» **Given exercise**:
Restate the entries word for word, omitting nothing.

[Named object pointing entries]
+---+

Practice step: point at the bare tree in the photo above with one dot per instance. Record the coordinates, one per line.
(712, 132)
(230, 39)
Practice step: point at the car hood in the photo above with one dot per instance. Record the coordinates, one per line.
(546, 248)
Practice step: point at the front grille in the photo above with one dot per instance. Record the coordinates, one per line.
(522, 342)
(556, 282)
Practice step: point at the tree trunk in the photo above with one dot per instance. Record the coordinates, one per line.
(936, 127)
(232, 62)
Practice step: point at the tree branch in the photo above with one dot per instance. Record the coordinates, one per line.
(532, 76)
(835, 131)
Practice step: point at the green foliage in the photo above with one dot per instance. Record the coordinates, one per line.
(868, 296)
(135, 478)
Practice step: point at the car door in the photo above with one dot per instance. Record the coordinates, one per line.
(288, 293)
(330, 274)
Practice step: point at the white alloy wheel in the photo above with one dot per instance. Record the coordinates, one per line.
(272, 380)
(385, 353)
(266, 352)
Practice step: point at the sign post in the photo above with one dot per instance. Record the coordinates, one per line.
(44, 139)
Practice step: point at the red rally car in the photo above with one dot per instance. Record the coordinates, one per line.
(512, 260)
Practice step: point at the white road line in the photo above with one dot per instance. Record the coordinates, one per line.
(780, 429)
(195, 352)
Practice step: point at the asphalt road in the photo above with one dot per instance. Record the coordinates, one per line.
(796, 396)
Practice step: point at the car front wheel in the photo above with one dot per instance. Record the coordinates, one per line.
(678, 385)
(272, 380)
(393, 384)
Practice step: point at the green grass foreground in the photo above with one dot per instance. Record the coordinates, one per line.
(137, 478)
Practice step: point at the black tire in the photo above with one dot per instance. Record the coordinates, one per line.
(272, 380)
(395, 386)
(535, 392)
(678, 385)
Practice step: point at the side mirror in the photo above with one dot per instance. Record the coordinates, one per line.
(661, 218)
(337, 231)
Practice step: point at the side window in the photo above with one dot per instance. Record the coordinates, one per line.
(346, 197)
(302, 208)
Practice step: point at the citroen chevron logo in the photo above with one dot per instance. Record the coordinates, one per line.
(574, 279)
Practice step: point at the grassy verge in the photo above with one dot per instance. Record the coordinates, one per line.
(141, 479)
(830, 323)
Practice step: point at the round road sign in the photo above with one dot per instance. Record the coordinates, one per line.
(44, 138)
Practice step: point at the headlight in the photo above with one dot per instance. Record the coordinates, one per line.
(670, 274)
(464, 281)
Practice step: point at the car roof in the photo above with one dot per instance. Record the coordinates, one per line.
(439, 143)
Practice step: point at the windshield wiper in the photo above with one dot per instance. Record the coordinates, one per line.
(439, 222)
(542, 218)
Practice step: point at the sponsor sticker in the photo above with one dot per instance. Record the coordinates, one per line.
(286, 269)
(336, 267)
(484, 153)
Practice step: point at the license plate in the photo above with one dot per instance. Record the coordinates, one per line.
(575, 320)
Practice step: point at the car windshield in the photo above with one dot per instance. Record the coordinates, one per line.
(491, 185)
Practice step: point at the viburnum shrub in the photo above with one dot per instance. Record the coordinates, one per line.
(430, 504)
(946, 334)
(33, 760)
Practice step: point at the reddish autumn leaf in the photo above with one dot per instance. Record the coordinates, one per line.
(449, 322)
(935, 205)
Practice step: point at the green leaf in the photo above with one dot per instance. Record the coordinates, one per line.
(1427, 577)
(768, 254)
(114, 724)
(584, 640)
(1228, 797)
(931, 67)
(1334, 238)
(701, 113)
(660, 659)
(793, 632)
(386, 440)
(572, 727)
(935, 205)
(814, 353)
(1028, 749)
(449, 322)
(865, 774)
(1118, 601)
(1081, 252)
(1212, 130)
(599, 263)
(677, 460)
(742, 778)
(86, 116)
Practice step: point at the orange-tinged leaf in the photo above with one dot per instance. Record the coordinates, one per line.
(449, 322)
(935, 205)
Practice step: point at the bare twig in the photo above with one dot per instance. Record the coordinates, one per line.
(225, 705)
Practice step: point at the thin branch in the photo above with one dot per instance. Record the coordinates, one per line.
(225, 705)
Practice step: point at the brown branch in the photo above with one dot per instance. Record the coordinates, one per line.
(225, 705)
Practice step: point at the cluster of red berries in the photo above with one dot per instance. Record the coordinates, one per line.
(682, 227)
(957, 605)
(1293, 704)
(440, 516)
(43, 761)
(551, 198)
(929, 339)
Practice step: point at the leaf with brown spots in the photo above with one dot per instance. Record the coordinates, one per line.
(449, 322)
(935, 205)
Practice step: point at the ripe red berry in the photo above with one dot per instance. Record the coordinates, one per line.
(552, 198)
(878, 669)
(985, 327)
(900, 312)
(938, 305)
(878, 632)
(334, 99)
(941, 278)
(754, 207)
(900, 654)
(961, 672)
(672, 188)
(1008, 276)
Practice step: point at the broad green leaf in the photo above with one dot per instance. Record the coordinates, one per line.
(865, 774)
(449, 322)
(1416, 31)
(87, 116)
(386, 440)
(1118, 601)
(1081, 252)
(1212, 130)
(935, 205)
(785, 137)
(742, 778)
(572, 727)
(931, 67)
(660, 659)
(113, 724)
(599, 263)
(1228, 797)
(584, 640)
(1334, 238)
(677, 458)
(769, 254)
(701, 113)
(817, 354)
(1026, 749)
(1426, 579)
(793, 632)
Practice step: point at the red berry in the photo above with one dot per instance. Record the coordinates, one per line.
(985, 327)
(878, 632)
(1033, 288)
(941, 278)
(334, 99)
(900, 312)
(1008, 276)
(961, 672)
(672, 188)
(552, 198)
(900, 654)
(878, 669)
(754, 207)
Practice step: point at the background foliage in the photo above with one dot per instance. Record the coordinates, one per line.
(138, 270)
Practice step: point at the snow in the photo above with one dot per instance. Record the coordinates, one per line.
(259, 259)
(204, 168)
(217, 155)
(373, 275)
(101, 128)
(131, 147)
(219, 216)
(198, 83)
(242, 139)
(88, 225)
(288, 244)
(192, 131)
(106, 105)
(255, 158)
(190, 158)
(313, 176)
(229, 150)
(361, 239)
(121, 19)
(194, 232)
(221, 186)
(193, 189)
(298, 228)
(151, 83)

+---+

» **Solution to this exercise**:
Practice step: point at the bare tree in the photo above with one dot per instance. Record the coordinates, one per line.
(712, 132)
(230, 39)
Practice step: point at the car hood in the photo above with one dot per instance. Record the coordinates, one per line.
(546, 248)
Practice step: point at the front grille in the photo above with one dot per instance. Record the coordinates, one per line.
(522, 342)
(556, 282)
Practice step: point at the tree trunk in the photo above with one dot per instance. Record the coordinates, one per line.
(936, 127)
(232, 62)
Practice step: point at the tree branch in the photo above with one dot per instance. Record the coordinates, one per line.
(532, 76)
(835, 131)
Practice step: point at the green foliage in the photo above with one dot per instance. Record the coordinates, one per line.
(868, 296)
(135, 478)
Practice step: point at the car door in the photo above with one dot per instance. Record the coordinates, one per line.
(288, 293)
(330, 274)
Practice step: point at the white alloy wheel in the photo above with one dot per instance. Record the coordinates, one per line.
(272, 380)
(385, 353)
(266, 352)
Practice step: point at the sign post in the photo above with one dot per instance. Record the coordinates, one per line.
(44, 139)
Practice step: point at the red rally car in the photo above with one dot per instance. Record the coordinates, one per line.
(512, 260)
Practice step: point at the white road line in the photo above with one dot per instance. Record the coordinates, one per line.
(780, 429)
(195, 352)
Practice step: point at the asphalt road in the photo above with one dot per instance. Record the coordinates, one per line.
(796, 396)
Practice step: point at the car front wheel in the photo above with one dot per instance. Record the coordinates, one per line.
(678, 385)
(272, 380)
(393, 384)
Practice step: point at the green grass foreground in the photo above with one dot per instance. Record the coordinates, one per line.
(137, 478)
Practice step: point at the black tire in the photo above with one dot per instance. Record the coordinates, one per line.
(272, 380)
(395, 386)
(535, 392)
(678, 385)
Practice step: point at the side mirror in the photo above with one dot per instance. Record the coordinates, one per line.
(661, 218)
(337, 231)
Practice step: point at the side window in the photo above with one dot per instance. Record the coordinates, one per line.
(346, 197)
(302, 208)
Practice step: point at the citroen chevron logo in the photo above with one dot per instance. Record the coordinates, one per line.
(574, 279)
Practice step: point at the grassy verge in the photo above with one dot per instance. Record the coordinates, one per line.
(141, 479)
(830, 323)
Practice step: point at the round road sign in the photo above with one dot per instance. Record the coordinates, one per line.
(44, 138)
Practice step: point at the headlight in the photo above with one dot per instance. Record the coordinates, one per line.
(670, 274)
(464, 281)
Practice step: point at the car roof in the photo above with one dot per instance. Record the coordinates, one per line.
(439, 143)
Practice step: point at the windshield wiper in the photo above with one dot per instance. Record the coordinates, one per line.
(439, 222)
(542, 218)
Practice step: point at the sponsor sticker in the photo above with one dot per instance. Record the coordinates, one per line.
(286, 269)
(336, 267)
(484, 153)
Practice step: point at the license plate in the photo above with one dot per instance. Record the coordinates, one per line.
(575, 320)
Practice step: point at the car windshield in the photo above with one dot per instance. Record the coordinates, one per line.
(491, 185)
Practice step: point at the viburnum shrub in the photo above with one dot per instance. Record the coordinates, one per line.
(430, 504)
(946, 334)
(33, 760)
Practice step: point at the reddish autumn leaf in the photo above with one dot per instance. Record the coordinates, one per line.
(449, 322)
(935, 205)
Practice step: point at the green leaf in the photo above with one dot per instance. Record the coordinates, one per line.
(1427, 577)
(768, 254)
(114, 724)
(584, 640)
(1228, 797)
(931, 67)
(1334, 238)
(701, 113)
(660, 659)
(793, 632)
(386, 440)
(572, 727)
(935, 205)
(814, 353)
(1028, 749)
(449, 322)
(865, 774)
(1118, 601)
(1081, 252)
(1212, 130)
(599, 263)
(677, 460)
(742, 778)
(86, 116)
Practice step: point at the orange-tinged leaf in the photo above with one dot per instance. Record the coordinates, one per line.
(449, 322)
(935, 205)
Practice step: point at the bare twig in the photo above with one dot per instance. Record the coordinates, one per line.
(225, 705)
Practice step: point at the thin branch in the photo above with one dot per instance. Record the coordinates, one per line.
(225, 705)
Practice step: point at the brown branch in the photo above with one dot per instance. Record the coordinates, one per line.
(225, 705)
Practice step: point at the cluster of red berries in the photo above with one dot per instance. Record the coordinates, one per line.
(682, 227)
(957, 605)
(1293, 704)
(440, 516)
(43, 761)
(551, 198)
(929, 339)
Practice step: point at the leaf with brown spots in the photo above with one dot per instance. Record the coordinates, one per line.
(449, 322)
(935, 205)
Practice step: point at the ripe red berry in the photo above with one dot per instance. Record the coordinates, one per line.
(552, 198)
(878, 669)
(985, 327)
(900, 312)
(938, 305)
(878, 632)
(334, 99)
(941, 278)
(754, 207)
(900, 654)
(961, 672)
(672, 188)
(1008, 276)
Practice step: point at the broad green leaf in the photo above with one dot per instance. Record the coordinates, one per line.
(865, 774)
(449, 322)
(1416, 31)
(87, 116)
(386, 440)
(1118, 601)
(1081, 252)
(1212, 130)
(935, 205)
(785, 137)
(742, 778)
(572, 727)
(931, 67)
(660, 659)
(113, 724)
(599, 263)
(1228, 797)
(584, 640)
(1334, 238)
(677, 458)
(769, 254)
(701, 113)
(817, 354)
(1026, 749)
(1426, 579)
(793, 632)
Practice step: point at the red berry in the photo above with one dot per instance. Record the coordinates, one per line.
(985, 327)
(878, 632)
(1033, 288)
(941, 278)
(334, 99)
(900, 312)
(1008, 276)
(961, 672)
(672, 188)
(552, 198)
(900, 654)
(878, 669)
(754, 207)
Practice step: point at the background foliage in the photo above with one dot per instance. Record the coordinates, one per line.
(138, 270)
Practice step: point at the snow in the photo above with one dot per instance. Record the coordinates, one per line.
(259, 259)
(204, 168)
(217, 155)
(373, 275)
(101, 128)
(131, 147)
(219, 216)
(198, 83)
(242, 139)
(88, 225)
(288, 244)
(192, 131)
(106, 105)
(255, 158)
(190, 158)
(313, 176)
(229, 150)
(361, 239)
(121, 19)
(194, 232)
(221, 186)
(193, 189)
(298, 228)
(151, 83)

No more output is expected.